──────── Data extract ────────
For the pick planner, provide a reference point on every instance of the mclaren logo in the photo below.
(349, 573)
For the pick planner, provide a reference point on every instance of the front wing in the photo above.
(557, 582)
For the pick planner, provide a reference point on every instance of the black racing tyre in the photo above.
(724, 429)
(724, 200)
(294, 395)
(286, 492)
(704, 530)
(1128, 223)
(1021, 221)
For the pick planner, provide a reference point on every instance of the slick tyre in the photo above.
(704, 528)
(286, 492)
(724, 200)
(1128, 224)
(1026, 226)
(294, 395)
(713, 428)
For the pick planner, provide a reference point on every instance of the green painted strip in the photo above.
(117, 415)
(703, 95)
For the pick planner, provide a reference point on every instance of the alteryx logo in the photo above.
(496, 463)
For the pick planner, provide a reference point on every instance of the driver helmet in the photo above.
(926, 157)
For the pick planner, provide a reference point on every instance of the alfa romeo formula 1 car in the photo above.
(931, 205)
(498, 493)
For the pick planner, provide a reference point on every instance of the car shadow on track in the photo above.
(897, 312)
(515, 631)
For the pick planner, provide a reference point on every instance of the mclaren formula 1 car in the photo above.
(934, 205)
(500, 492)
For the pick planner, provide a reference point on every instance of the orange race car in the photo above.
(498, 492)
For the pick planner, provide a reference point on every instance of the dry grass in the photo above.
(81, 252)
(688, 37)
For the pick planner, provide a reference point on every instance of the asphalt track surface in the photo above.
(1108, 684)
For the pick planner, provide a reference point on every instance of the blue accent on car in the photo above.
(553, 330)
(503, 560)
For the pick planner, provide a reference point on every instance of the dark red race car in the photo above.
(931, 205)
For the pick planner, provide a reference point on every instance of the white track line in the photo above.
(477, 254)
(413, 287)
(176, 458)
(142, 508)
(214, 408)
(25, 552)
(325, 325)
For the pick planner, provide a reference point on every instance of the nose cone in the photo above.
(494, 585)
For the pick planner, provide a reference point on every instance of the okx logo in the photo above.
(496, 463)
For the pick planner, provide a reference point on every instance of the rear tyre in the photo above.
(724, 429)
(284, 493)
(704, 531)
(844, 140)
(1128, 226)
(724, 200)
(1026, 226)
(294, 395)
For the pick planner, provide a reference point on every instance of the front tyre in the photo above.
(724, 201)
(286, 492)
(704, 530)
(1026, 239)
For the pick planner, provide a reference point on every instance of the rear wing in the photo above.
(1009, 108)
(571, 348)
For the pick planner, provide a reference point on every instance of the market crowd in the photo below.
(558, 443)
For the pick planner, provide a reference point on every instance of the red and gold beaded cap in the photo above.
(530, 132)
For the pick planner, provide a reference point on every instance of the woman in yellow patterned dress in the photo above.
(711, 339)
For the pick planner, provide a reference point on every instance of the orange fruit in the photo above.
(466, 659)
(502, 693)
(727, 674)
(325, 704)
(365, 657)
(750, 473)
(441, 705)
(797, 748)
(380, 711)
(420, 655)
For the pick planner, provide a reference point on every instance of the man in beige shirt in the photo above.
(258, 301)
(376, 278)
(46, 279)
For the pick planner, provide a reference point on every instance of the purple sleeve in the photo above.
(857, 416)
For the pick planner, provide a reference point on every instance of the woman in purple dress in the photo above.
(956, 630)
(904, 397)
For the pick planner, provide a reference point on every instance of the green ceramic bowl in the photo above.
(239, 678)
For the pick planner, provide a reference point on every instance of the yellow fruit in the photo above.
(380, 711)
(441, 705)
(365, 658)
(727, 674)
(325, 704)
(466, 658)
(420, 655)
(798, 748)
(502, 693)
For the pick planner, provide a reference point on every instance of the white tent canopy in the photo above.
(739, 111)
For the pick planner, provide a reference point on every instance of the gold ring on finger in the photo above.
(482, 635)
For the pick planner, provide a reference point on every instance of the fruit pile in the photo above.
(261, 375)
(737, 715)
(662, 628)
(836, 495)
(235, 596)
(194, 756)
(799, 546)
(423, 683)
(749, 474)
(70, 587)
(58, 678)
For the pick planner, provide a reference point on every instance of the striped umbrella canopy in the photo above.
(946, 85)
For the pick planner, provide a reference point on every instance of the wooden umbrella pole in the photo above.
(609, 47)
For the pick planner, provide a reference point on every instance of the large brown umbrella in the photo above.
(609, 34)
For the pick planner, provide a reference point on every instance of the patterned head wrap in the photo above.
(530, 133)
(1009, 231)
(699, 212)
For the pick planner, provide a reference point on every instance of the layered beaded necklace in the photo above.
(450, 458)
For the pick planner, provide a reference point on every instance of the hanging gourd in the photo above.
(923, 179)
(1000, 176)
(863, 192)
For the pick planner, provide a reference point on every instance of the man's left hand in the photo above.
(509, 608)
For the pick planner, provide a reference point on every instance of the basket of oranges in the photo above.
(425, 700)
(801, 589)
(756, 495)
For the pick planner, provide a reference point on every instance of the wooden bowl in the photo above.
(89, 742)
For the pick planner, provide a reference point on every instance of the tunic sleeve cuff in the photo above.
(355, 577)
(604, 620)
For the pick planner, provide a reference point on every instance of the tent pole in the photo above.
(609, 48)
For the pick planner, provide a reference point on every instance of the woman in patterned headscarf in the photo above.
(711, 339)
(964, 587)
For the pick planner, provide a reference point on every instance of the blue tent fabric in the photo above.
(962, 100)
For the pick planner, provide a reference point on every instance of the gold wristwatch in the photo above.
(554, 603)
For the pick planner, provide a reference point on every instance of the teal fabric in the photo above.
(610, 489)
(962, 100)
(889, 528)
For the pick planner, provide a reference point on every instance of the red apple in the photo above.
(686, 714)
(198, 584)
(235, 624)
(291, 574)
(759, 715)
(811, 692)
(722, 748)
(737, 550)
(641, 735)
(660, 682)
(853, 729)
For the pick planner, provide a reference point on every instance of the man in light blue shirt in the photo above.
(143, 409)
────────
* Exercise instructions
Write out all of the entries above again, word for word and line for line, with nothing changed.

* Right answer
For the pick planner, provide a reference point on every instance of the mclaren logo in the photo below.
(349, 573)
For the pick planner, provide a reference point on every instance of the front wing in the photo above.
(557, 582)
For the pick planner, provide a reference point on every instance of the black racing tyre in the photo above.
(724, 429)
(724, 200)
(294, 395)
(286, 492)
(704, 530)
(1128, 223)
(1021, 221)
For the pick planner, provide a reference point on every instance of the slick tyre in the photo above.
(704, 528)
(286, 492)
(724, 200)
(1128, 224)
(1026, 226)
(294, 395)
(713, 428)
For the pick planner, provide a reference point on every instance of the green painted strip in the photo above.
(117, 415)
(703, 95)
For the pick planner, provide a reference point on every instance of the alteryx logo in the photo above.
(496, 463)
For the pick planner, provide a reference point on every instance of the driver helmet in the photo above.
(926, 157)
For the pick planner, provide a reference point on every instance of the alfa romeo formula 1 car in the photo above.
(931, 205)
(498, 493)
For the pick planner, provide a reference point on every instance of the car shadow on track in the photo above.
(897, 312)
(515, 631)
For the pick planner, provide a reference point on every instance of the mclaren formula 1 car in the photo above.
(934, 205)
(500, 492)
For the pick planner, provide a reference point on every instance of the orange race car in the photo above.
(498, 492)
For the pick planner, provide a reference point on every instance of the dry grass in the photo above.
(81, 252)
(688, 37)
For the pick planner, provide a reference point on every instance of the asphalt track surface in the photo above.
(1108, 684)
For the pick planner, provide a reference point on every instance of the blue accent on car in the photo above.
(553, 330)
(503, 560)
For the pick planner, provide a reference point on every instance of the dark red race car in the photo above.
(931, 205)
For the pick planner, provide a reference point on every instance of the white track line in the photo above.
(477, 254)
(413, 287)
(176, 458)
(142, 508)
(214, 408)
(25, 552)
(325, 325)
For the pick planner, provide a reference point on every instance of the nose cone in the photo above.
(494, 585)
For the pick planner, provide a reference point on every instance of the okx logo in the photo above.
(496, 463)
For the pick planner, provide a reference point on every instance of the rear tyre in the photo above.
(724, 429)
(284, 493)
(704, 531)
(844, 140)
(1128, 226)
(724, 200)
(1026, 226)
(294, 395)
For the pick planner, provide a reference point on every instance of the front tyre in the photo above.
(724, 201)
(286, 492)
(704, 530)
(1026, 239)
For the pick planner, provide a reference point on every instance of the rear wing in the photo above.
(1009, 108)
(571, 348)
For the pick planner, provide a reference point on every instance of the market crowd in the photo below.
(558, 443)
For the pick planner, provide a reference point on every instance of the red and gold beaded cap in the photo above.
(530, 132)
For the pick planner, provide a reference point on every instance of the woman in yellow patterned dress in the photo above.
(711, 339)
For the pick planner, provide a reference point on every instance of the orange fruit in the photo above.
(466, 659)
(502, 693)
(727, 674)
(325, 704)
(365, 657)
(750, 473)
(441, 705)
(797, 748)
(380, 711)
(420, 655)
For the pick planner, provide a reference point on every instance of the man in beige shirt in the photo above.
(258, 301)
(376, 278)
(46, 279)
For the pick planner, provide a reference point on every instance of the purple sleeve in the photo above.
(857, 416)
For the pick planner, provide a reference point on every instance of the woman in purple dress in the photo above.
(956, 630)
(904, 397)
For the pick planner, provide a reference point on every instance of the green ceramic bowl in the photo above.
(239, 678)
For the pick planner, provide a reference point on every instance of the yellow fruit in the photo above.
(380, 711)
(441, 705)
(365, 658)
(727, 674)
(325, 704)
(466, 658)
(420, 655)
(798, 748)
(502, 693)
For the pick planner, provide a reference point on every instance of the white tent canopy in the photo above.
(739, 111)
For the pick planner, provide a reference point on every instance of the gold ring on finger in the photo above.
(482, 635)
For the pick planner, provide a reference point on every instance of the fruit pile in the photo above.
(261, 375)
(737, 715)
(662, 628)
(836, 495)
(235, 596)
(194, 756)
(799, 546)
(423, 683)
(749, 474)
(70, 587)
(58, 678)
For the pick planner, provide a reference point on every instance of the striped umbrella canopy in the photo above.
(946, 85)
For the pick planner, provide a reference point on every instance of the wooden umbrella pole in the photo above.
(609, 47)
For the pick planner, provide a reference point on every instance of the large brown umbrella in the photo above.
(609, 34)
For the pick planner, provide a reference point on every instance of the patterned head wrap in the photo above.
(530, 133)
(1009, 231)
(699, 212)
For the pick planner, provide a reference point on every instance of the layered beaded necklace in the photo above.
(450, 458)
For the pick planner, provide a reference point on every instance of the hanging gourd in the photo above.
(923, 179)
(1000, 176)
(863, 192)
For the pick planner, provide a reference point on every instance of the man's left hand in the photo above.
(509, 608)
For the pick planner, provide a reference point on every instance of the basket of oranges in the photo above.
(425, 700)
(801, 589)
(756, 495)
For the pick planner, provide a reference point on every instance of the wooden bowl in the photo above.
(89, 742)
For the pick planner, provide a reference point on every instance of the tunic sleeve cuff in the photo above.
(355, 577)
(604, 620)
For the pick planner, provide a reference point on every instance of the tent pole in the photo above.
(609, 48)
For the pick planner, provide a reference point on every instance of the woman in patterned headscarf in the photo above.
(711, 339)
(964, 587)
For the pick planner, provide a reference point on every instance of the blue tent fabric in the photo above.
(962, 100)
For the pick planner, provide a reference point on every instance of the gold wristwatch in the photo above.
(554, 603)
For the pick planner, provide a reference point on every instance of the teal fabric in the photo above.
(610, 489)
(962, 100)
(889, 528)
For the pick planner, provide a reference point on every instance of the red apple in the photo above.
(686, 714)
(198, 584)
(235, 624)
(291, 574)
(759, 715)
(811, 692)
(722, 748)
(737, 550)
(641, 735)
(660, 682)
(853, 729)
For the pick planner, provide a reference point on every instance of the man in light blue shirt in the photo above.
(143, 409)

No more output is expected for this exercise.